[Stored dataset items]
╔══

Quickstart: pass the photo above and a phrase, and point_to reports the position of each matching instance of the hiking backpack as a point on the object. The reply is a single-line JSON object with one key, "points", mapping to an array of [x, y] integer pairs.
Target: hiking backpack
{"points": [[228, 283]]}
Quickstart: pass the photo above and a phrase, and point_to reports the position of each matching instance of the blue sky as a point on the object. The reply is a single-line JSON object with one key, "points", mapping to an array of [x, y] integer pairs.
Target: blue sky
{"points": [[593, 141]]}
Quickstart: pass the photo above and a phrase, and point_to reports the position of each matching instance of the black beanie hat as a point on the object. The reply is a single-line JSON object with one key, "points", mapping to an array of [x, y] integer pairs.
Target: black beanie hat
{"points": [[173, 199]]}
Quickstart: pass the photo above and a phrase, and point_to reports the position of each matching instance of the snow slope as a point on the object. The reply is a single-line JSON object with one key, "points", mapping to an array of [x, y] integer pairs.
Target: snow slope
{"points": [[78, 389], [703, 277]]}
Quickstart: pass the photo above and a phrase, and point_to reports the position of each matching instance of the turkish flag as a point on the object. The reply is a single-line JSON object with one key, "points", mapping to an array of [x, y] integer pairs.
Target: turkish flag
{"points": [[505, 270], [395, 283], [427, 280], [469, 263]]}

╚══
╔══

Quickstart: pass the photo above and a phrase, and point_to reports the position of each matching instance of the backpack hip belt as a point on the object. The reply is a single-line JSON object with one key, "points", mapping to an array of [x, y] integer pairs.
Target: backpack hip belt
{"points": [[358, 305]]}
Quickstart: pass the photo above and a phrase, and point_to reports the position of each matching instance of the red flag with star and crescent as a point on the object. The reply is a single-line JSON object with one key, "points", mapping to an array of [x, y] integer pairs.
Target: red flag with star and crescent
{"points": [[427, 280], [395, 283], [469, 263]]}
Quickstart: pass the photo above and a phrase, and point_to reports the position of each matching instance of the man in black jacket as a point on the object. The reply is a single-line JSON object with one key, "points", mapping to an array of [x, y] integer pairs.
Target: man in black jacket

╚══

:: Set problem ::
Identify each line in the material above that contains the word "backpack", and copy every such line in full.

:: Worked solution ::
Quickstart: pass the photo above and a phrase, and point_to reports the position of each matching instance of the hiking backpack as a point on the object. The reply is a single-line JSON object with one key, "points", mapping to an array of [x, y] integer pairs.
Target: hiking backpack
Quickstart: pass the photo above and a phrase, and point_to reports the position of each matching instance of the backpack hip belt as a point on the object. The reply is a single-line JSON object with one key, "points", mapping to an array of [x, y] integer pairs.
Target: backpack hip belt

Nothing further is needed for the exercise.